Problem to solve
The records that follow are to be repeated exactly, with no pictures carried over.

Supplied material
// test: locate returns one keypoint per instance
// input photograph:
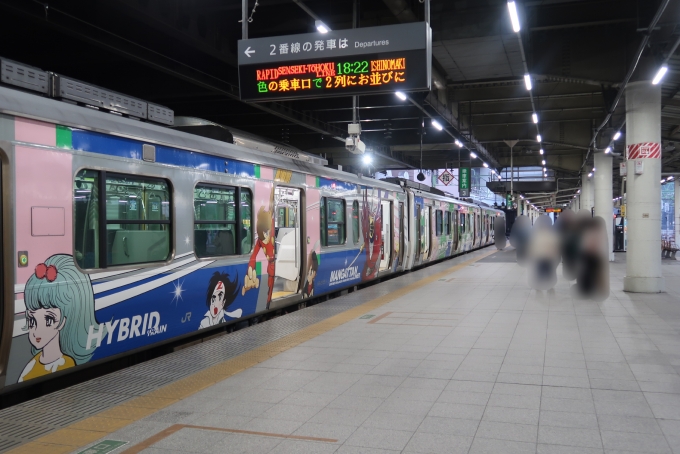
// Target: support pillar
(676, 229)
(643, 126)
(587, 192)
(604, 205)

Answer space
// test: locate returns one keypoint per instance
// input photograph:
// Target: support pillar
(676, 229)
(643, 126)
(587, 192)
(604, 205)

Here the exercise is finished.